Work to be completed ->
Retype every line of the listing below without changing anything.
### Information supplied
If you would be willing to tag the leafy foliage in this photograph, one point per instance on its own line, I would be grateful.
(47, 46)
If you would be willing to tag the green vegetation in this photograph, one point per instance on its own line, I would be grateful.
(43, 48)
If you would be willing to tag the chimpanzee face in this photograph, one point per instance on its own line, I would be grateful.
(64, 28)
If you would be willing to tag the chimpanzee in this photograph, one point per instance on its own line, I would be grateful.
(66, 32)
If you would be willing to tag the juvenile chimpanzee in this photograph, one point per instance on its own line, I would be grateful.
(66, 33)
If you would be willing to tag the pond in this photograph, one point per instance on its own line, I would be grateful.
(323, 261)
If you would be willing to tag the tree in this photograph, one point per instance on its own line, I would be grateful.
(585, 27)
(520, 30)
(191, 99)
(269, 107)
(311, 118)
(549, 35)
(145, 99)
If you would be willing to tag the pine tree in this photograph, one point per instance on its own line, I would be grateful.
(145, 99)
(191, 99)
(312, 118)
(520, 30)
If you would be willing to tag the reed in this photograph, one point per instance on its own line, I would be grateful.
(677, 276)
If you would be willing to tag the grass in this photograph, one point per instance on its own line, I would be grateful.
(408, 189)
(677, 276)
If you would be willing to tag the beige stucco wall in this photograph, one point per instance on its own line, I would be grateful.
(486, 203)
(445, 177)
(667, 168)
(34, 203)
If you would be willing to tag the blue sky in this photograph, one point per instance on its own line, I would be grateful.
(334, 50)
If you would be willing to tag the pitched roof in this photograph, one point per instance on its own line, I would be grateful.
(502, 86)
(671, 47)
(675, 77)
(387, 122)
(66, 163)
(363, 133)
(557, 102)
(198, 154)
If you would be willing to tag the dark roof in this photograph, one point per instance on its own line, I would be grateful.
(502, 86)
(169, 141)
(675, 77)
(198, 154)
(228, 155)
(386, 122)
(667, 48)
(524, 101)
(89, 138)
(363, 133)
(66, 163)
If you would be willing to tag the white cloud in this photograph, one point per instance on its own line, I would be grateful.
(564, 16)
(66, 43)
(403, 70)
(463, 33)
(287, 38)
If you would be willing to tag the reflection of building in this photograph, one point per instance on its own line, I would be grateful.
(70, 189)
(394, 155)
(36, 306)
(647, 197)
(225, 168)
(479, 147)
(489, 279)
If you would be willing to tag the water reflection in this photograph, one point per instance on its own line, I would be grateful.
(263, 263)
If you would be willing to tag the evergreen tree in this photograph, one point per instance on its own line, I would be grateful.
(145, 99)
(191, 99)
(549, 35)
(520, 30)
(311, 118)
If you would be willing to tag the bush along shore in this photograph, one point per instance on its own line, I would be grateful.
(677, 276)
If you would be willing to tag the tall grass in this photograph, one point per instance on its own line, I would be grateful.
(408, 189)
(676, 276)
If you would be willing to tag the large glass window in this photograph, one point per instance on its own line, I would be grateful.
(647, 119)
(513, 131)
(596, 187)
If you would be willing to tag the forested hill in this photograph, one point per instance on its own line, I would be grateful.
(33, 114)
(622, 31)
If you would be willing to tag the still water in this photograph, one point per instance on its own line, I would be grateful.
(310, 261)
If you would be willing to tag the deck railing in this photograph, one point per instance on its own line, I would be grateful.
######
Written response ->
If you would be willing to tag the leafy foliage in this photograph, one point per instance on its own line, I would be grateful.
(47, 46)
If you would be willing to tag the green vegetation in this photograph, one point per instance on its own line, I would be grateful.
(43, 48)
If you would be willing to tag the chimpanzee face in this photograph, one point per instance on its own line, I would be grateful.
(64, 28)
If you would be willing to tag the chimpanzee in this photograph, one point per instance on its own line, I would be grateful.
(66, 32)
If you would be willing to tag the juvenile chimpanzee in this photograph, one point per instance on its own line, I would be grateful.
(66, 33)
If you would be willing to tag the pond in this photograph, one point per instance on its own line, I would be grateful.
(323, 261)
If you would be willing to tag the tree in this photograph, one point per instance on its own line, I would be grateful.
(585, 27)
(520, 30)
(191, 99)
(269, 107)
(311, 118)
(549, 35)
(145, 99)
If you would be willing to tag the pine tree in this photograph, one point per instance on its own line, I would be grateful.
(145, 99)
(191, 99)
(312, 118)
(520, 30)
If you would be willing to tag the reed in this photograph, one point per instance on its own line, I would be grateful.
(677, 276)
If you would be willing to tag the grass in this photograph, one point per instance on its own line, I would be grateful.
(408, 189)
(677, 276)
If you would be willing to tag the beige stucco wall in this photograph, one point per instance on its own line, I would be grateful.
(486, 203)
(445, 177)
(667, 168)
(34, 203)
If you would be willing to tag the blue sky in this photograph, one point per instance on its own line, I would be grateful.
(334, 50)
If you would be willing to tag the pitched roof in this photograph, one point per instance on its own line, I would be grateful.
(502, 86)
(671, 47)
(675, 77)
(387, 122)
(66, 163)
(363, 133)
(557, 102)
(198, 154)
If you would be willing to tag the dark roof in this photograph, one point per instance on its own line, I would be grateful.
(502, 86)
(169, 141)
(675, 77)
(198, 154)
(228, 155)
(386, 122)
(667, 48)
(524, 101)
(89, 138)
(363, 133)
(66, 163)
If you would be willing to tag the white cloud in this photograph, one point per instance on its own line, I would be grateful.
(564, 16)
(66, 43)
(403, 70)
(463, 33)
(287, 38)
If you would be willing to tag the reflection of building in this photograph, one point per instance on its own line, I would be grateful.
(70, 189)
(394, 155)
(36, 306)
(647, 197)
(225, 168)
(479, 147)
(489, 279)
If you would be willing to tag the water reflection in this photograph, one point per instance on its own line, I would be grateful.
(263, 263)
If you would be willing to tag the evergreen tree in this photograph, one point per instance on its own line, I would be grateful.
(145, 99)
(191, 99)
(549, 35)
(520, 30)
(311, 118)
If you would be willing to tag the bush along shore in this photograph, one point per instance on its own line, I would be grateful.
(677, 276)
If you would be willing to tag the tall grass in this photograph, one point per instance on its own line, I would be grateful.
(408, 189)
(676, 276)
If you would be willing to tag the large glass window in this photograph, one point per instance on its own line, I would be grateful.
(647, 119)
(513, 131)
(596, 187)
If you would be willing to tag the forested hill in this photograph, one point per instance on its own line, I would be grateful.
(33, 114)
(622, 31)
If you would be willing to tag the still water in this photograph, one point per instance on its own line, I would be grateful.
(310, 261)
If you would be willing to tag the deck railing in this photograph, one point per instance on its own line, I would be grateful.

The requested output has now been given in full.